━━━ TEKS HASIL EKSTRAKSI
1 Petrus 1:13-25.

Perikop ini dibuka dengan penanda, sebagai “petunjuk alasan,” yang menghubungkan dengan perikop sebelumnya (Yun:Dio). Artinya, oleh karena seseorang telah memiliki iman dan pengharapan serta kasih melalui keselamatan yang diterimanya, dan telah dilahirkan baru, yang berakibat seseorang harus bersukacita dalam iman tersebut. Walaupun iman itu akan mengalami pengujian dan pemurnian.


Dalam keadaan inilah, pada perikop ini, rasul Petrus melanjutkan dengan ajakan untuk melakukan tindakan praktis, pertama, menjaga kekudusan hidup dengan sebuah ketaatan dan kesetiaan di dalam jalan-Nya (ay. 13-15). Kedua, berjalan dalam rancangan Allah, adalah hidup dengan percaya kepada Yesus kristus dan mengikutinya sebagai role model, sebagai kesempurnaan teladaan kesetiaan dan ketaatan (ay. 17-21). Terakhir, untuk mewujudkan sebuah kesetiaan dan ketaatan, dimulai dengan berbagi kasih persaudaraaan sebagai tanda seseorang telah dilahirkan baru dan memiliki iman dalam Yesus Kristus. Semua dilakukan untuk kemuliaan Allah. (ay. 22-25)
━━━━━━
━━━ CATATAN DATASET
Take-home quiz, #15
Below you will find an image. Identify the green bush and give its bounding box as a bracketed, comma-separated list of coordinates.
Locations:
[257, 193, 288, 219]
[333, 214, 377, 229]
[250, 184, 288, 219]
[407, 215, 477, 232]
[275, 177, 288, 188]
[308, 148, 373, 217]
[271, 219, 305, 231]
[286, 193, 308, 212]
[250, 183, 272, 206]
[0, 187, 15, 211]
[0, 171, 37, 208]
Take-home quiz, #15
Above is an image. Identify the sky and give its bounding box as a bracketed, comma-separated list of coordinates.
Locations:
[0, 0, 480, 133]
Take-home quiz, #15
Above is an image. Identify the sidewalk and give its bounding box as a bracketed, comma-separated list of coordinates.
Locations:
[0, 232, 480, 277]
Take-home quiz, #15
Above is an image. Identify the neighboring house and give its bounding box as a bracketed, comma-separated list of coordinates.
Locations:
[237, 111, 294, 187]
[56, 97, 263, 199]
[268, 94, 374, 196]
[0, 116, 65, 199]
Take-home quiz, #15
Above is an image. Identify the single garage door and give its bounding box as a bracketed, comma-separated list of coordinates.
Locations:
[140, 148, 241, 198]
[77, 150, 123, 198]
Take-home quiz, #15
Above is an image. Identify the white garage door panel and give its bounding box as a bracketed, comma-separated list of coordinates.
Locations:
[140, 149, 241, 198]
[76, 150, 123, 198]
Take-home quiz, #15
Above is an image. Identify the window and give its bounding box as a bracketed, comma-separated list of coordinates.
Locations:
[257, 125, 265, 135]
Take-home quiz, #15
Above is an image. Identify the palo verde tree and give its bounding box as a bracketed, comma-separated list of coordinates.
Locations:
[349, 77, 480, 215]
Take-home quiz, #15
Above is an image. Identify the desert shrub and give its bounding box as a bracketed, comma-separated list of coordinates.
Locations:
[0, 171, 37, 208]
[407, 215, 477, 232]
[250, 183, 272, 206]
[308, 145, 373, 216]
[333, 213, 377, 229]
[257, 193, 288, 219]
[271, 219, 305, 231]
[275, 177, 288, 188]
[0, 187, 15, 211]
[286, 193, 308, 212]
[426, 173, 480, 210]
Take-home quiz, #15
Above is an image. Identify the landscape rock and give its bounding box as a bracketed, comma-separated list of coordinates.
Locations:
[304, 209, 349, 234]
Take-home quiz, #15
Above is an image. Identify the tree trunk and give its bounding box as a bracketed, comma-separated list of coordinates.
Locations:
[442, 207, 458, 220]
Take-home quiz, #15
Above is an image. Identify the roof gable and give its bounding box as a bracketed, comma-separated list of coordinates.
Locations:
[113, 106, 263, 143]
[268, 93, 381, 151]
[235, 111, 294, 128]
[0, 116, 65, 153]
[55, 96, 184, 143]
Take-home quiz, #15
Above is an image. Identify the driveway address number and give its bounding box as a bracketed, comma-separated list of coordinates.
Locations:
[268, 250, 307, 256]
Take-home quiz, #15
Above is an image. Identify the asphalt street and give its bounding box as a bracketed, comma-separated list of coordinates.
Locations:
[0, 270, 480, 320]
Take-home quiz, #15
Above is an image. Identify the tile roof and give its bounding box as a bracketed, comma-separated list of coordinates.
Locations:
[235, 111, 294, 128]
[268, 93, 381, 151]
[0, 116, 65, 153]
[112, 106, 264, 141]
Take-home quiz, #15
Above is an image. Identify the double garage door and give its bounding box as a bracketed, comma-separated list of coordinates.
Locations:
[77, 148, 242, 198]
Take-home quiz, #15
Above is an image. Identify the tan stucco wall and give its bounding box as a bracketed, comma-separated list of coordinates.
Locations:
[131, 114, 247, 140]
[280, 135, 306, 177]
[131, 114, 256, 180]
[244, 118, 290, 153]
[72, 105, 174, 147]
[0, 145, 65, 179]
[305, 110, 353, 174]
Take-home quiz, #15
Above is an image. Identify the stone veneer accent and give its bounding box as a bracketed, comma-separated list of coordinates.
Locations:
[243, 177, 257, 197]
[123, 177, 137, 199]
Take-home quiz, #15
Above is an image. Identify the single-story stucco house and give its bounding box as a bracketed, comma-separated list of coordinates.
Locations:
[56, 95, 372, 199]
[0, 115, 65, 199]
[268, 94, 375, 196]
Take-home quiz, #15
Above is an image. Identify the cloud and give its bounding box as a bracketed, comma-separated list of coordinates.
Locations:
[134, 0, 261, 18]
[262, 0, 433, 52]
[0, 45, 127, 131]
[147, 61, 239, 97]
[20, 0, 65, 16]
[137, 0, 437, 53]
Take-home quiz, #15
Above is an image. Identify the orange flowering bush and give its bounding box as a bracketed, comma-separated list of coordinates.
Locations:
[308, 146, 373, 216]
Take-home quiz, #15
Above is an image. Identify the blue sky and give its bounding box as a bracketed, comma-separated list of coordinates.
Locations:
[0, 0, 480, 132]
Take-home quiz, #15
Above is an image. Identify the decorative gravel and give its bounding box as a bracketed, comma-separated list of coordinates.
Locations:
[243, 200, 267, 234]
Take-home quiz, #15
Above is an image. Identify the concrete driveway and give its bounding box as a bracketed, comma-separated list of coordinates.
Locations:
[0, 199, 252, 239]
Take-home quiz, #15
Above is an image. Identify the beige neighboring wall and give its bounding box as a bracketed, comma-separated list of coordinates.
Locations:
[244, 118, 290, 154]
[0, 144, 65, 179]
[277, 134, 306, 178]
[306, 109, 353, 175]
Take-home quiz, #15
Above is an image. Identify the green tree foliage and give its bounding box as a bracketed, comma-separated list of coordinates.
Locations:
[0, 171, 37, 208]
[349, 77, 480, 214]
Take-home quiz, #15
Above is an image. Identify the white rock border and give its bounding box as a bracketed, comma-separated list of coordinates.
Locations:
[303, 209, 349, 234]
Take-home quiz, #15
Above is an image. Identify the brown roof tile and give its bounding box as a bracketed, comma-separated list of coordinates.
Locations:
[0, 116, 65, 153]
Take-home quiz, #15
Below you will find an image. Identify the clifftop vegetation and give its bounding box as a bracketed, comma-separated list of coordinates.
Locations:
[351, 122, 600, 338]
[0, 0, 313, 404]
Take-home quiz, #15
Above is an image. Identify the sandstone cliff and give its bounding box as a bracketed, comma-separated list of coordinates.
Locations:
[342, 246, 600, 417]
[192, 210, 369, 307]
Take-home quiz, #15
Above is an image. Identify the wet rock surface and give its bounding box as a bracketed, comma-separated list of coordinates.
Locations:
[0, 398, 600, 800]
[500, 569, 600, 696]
━━━━━━
■ PETUNJUK TUGAS
Ubah paragraf dalam teks tentang 1 Petrus 1:13-25 yang diawali kata "Dalam keadaan inilah" menjadi daftar singkat tindakan praktis yang diajakkan rasul Petrus.

■ HASIL TUGAS
Ajakan rasul Petrus untuk bertindak praktis:
- Menjaga kekudusan hidup dengan ketaatan dan kesetiaan di dalam jalan-Nya (ay. 13-15).
- Berjalan dalam rancangan Allah, yaitu hidup dengan percaya kepada Yesus Kristus dan mengikuti-Nya sebagai teladan sempurna kesetiaan dan ketaatan (ay. 17-21).
- Mewujudkan kesetiaan dan ketaatan dengan berbagi kasih persaudaraan sebagai tanda telah dilahirkan baru dan memiliki iman dalam Yesus Kristus. Semua dilakukan untuk kemuliaan Allah (ay. 22-25).